Stated exercise – Starting at the line below that contains "Thanks for the photo. Could you please mark the red traffic", print each line through the end of the records exactly as it appears.

(Records from a data collection)

:::::

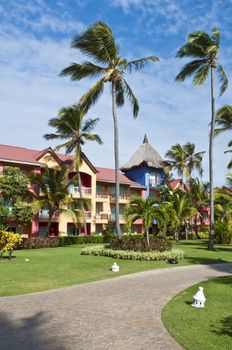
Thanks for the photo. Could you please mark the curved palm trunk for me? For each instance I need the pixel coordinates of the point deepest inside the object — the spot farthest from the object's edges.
(50, 215)
(116, 157)
(82, 206)
(211, 236)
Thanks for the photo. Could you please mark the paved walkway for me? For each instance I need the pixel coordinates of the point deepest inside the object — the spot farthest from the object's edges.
(114, 314)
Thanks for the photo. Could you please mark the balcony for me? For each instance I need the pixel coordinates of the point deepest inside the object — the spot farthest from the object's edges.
(88, 215)
(44, 214)
(75, 191)
(113, 217)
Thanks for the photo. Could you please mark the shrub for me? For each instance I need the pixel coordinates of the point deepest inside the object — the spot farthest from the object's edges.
(140, 244)
(203, 234)
(131, 255)
(39, 242)
(223, 232)
(9, 241)
(68, 240)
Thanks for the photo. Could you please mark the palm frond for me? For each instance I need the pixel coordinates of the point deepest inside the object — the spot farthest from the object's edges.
(222, 79)
(93, 137)
(97, 42)
(190, 50)
(131, 97)
(91, 97)
(140, 63)
(79, 71)
(189, 69)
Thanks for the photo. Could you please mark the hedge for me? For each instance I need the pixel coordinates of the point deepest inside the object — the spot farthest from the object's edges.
(131, 255)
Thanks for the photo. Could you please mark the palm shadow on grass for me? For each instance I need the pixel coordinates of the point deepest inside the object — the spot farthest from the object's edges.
(27, 333)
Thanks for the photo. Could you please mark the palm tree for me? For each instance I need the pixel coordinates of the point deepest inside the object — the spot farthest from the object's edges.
(140, 208)
(71, 126)
(223, 122)
(53, 194)
(98, 43)
(193, 160)
(184, 160)
(204, 49)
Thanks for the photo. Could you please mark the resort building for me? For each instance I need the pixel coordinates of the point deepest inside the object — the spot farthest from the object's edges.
(143, 176)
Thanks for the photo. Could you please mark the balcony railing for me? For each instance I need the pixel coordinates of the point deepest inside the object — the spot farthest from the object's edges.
(113, 217)
(44, 213)
(88, 214)
(86, 191)
(102, 216)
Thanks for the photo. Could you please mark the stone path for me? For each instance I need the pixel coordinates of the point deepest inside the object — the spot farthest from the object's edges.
(115, 314)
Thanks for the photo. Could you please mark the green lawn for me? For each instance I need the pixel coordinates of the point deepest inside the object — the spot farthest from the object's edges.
(209, 328)
(59, 267)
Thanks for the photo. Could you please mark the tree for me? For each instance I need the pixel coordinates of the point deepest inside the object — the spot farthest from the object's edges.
(142, 209)
(53, 194)
(204, 49)
(71, 126)
(184, 160)
(98, 43)
(182, 205)
(223, 123)
(14, 194)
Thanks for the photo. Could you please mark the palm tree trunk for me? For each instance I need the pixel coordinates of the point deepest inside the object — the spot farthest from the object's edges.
(82, 206)
(50, 215)
(116, 157)
(211, 236)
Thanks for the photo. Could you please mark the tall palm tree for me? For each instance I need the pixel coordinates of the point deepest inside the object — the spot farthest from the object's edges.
(70, 125)
(193, 160)
(184, 160)
(98, 43)
(53, 194)
(204, 49)
(223, 123)
(144, 209)
(183, 207)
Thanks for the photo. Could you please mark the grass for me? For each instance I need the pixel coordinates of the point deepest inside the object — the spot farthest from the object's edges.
(209, 328)
(51, 268)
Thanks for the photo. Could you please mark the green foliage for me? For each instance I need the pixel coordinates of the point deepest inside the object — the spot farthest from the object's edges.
(14, 184)
(69, 240)
(139, 244)
(203, 234)
(9, 241)
(132, 255)
(39, 242)
(223, 232)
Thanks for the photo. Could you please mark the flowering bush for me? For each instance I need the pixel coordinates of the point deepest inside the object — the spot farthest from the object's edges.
(131, 255)
(9, 241)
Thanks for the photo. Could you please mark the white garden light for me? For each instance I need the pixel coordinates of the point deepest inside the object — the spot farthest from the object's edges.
(199, 298)
(115, 267)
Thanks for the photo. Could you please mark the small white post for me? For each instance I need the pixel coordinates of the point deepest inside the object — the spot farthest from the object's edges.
(115, 267)
(199, 298)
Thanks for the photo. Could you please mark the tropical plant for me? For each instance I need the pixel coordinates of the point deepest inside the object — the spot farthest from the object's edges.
(53, 192)
(184, 160)
(223, 123)
(204, 49)
(71, 125)
(184, 209)
(98, 43)
(140, 208)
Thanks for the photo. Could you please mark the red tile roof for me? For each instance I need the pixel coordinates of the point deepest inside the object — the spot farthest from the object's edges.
(108, 175)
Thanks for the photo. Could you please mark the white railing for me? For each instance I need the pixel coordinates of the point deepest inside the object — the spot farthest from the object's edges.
(75, 190)
(44, 213)
(88, 214)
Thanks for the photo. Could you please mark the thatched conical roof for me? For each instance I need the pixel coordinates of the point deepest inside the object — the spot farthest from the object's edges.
(145, 154)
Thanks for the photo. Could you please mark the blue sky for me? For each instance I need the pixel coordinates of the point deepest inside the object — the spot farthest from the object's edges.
(35, 41)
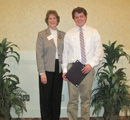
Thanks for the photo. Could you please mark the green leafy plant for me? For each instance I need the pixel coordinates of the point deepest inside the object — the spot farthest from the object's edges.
(112, 92)
(11, 95)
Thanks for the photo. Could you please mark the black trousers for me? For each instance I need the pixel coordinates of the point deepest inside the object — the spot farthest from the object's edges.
(50, 94)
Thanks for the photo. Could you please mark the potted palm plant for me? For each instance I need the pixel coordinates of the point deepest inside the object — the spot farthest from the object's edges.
(11, 95)
(112, 92)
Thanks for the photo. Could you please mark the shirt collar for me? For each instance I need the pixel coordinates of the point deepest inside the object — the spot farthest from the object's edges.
(83, 27)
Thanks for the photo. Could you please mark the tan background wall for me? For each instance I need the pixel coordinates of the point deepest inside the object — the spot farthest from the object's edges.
(21, 20)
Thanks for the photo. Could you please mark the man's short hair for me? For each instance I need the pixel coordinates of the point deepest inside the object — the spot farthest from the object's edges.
(54, 13)
(79, 10)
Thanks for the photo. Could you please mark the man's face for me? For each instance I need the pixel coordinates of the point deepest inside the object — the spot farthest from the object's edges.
(80, 19)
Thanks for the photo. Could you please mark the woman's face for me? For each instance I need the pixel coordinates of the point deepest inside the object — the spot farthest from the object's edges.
(52, 21)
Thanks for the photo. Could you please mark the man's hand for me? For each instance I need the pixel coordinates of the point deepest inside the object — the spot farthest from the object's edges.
(86, 69)
(64, 77)
(44, 78)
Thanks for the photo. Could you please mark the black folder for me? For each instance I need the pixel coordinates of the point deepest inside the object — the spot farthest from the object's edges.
(74, 74)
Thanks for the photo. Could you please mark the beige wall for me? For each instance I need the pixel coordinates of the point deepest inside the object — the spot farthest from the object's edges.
(21, 20)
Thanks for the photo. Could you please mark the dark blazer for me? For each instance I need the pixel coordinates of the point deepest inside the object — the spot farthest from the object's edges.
(46, 51)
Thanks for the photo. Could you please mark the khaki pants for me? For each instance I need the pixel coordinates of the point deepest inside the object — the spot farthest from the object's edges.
(84, 91)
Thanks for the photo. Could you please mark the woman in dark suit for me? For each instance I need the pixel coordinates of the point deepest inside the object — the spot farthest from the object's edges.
(49, 49)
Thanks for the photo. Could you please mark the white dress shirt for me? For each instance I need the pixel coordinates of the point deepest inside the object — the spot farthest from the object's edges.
(54, 34)
(72, 51)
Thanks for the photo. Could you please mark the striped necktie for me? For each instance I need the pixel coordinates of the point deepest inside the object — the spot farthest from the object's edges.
(82, 46)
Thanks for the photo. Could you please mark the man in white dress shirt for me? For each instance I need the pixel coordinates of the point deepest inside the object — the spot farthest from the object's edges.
(71, 53)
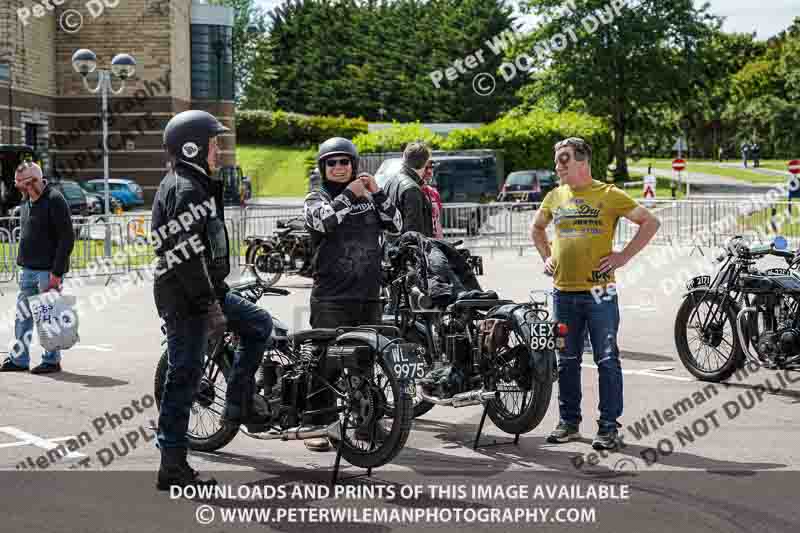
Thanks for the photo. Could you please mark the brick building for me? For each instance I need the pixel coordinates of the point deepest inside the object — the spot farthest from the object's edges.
(183, 59)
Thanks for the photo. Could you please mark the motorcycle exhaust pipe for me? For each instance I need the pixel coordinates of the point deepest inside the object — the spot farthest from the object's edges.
(302, 433)
(463, 399)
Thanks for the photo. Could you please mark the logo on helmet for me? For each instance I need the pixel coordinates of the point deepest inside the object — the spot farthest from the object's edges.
(190, 150)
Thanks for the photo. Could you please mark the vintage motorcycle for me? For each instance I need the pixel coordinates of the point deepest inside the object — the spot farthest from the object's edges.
(476, 349)
(372, 375)
(288, 251)
(742, 312)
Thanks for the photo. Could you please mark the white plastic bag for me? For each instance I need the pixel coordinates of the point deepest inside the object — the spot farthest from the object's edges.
(56, 320)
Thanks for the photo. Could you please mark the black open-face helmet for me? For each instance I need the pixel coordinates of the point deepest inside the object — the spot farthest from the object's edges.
(337, 146)
(188, 133)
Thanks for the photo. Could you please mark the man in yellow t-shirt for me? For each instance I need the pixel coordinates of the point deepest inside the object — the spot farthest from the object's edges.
(582, 262)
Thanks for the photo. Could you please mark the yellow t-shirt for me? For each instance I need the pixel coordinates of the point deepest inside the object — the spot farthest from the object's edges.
(585, 223)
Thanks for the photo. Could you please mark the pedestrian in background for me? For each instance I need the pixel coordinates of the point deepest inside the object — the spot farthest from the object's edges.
(745, 152)
(435, 198)
(46, 242)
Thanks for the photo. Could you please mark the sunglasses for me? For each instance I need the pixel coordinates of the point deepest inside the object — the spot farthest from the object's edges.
(564, 158)
(332, 163)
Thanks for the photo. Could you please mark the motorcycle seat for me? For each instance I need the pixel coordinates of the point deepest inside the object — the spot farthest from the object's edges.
(477, 295)
(243, 285)
(485, 303)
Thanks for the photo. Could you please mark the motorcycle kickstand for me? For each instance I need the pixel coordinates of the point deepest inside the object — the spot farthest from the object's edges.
(335, 477)
(515, 442)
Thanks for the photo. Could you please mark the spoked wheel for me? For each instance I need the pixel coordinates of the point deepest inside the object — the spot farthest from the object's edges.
(267, 264)
(522, 400)
(706, 339)
(206, 432)
(372, 438)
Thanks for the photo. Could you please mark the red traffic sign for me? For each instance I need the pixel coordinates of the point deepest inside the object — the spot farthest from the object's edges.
(678, 164)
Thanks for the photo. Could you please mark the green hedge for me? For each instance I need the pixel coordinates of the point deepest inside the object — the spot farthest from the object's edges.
(293, 129)
(395, 138)
(526, 140)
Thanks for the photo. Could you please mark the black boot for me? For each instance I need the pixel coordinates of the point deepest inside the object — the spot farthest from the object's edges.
(175, 470)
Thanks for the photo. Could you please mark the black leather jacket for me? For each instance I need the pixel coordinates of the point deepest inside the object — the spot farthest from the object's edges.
(405, 191)
(190, 241)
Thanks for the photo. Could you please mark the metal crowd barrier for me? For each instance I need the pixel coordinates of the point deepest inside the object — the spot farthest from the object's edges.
(706, 222)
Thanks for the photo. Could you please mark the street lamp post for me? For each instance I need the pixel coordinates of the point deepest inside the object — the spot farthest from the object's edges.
(123, 67)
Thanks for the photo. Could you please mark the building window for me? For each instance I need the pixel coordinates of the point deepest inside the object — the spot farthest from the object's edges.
(32, 136)
(212, 62)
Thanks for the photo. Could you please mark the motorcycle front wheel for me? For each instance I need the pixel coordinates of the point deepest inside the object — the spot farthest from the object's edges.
(522, 400)
(259, 257)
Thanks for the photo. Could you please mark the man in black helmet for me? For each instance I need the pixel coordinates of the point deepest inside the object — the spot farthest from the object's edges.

:::::

Solved exercise –
Thanks for the photo. Could you please mark the red traffic sign for me? For each instance I need the pixel coordinates of the point deepest inside the object — the spot farthest from the object's edges.
(678, 164)
Thanks for the photo. Could you please mark the green hedge for me? For each instance I need the pixel coordinates of the point deepest inside the object — the spot farthest from the object's edges.
(293, 129)
(395, 138)
(526, 140)
Thanks for the photo. Could you please mark the black boot for me? For each instance I need the pixel coordinates of the point deepest inside the object — the spot farthest from the object's edges.
(175, 470)
Thanks for the photo. Could you please mark the black leather jacket for me? For each instance I need the pixel coordinates of the point deepest inside the object — the spot farthest from the object's edges.
(405, 191)
(190, 241)
Thanks for the photo. Could you please mark the metal crowd barrier for me? For each instance I need the pixel coordinates of the point deepest inside the object — the spot farthest from the object's edges.
(706, 222)
Thanks for the photo. Could you please mark the street lamp post for me? For each instance I need the pixel coordinates of the point deepest inside the object — the spot farthest from the object's edges.
(123, 67)
Thanks for the photo. Could you please mark the building window for me? For each instance I need the pixel coordinates of the point deepest inside the object — the spot farthest from the object's edges.
(32, 136)
(212, 62)
Thanks for the photo. Could you please mark the motorcycle front wheel for me? For each instance I need the pixel coordinates of the point deepest inside the object — the spot farthest from the object's edges.
(522, 400)
(259, 257)
Thanks for the photo. Could you please mark the man in black helmet for me? For each instance I need the pixel coordinates of the point deepest inside the object — the spot farthest from the object's edges.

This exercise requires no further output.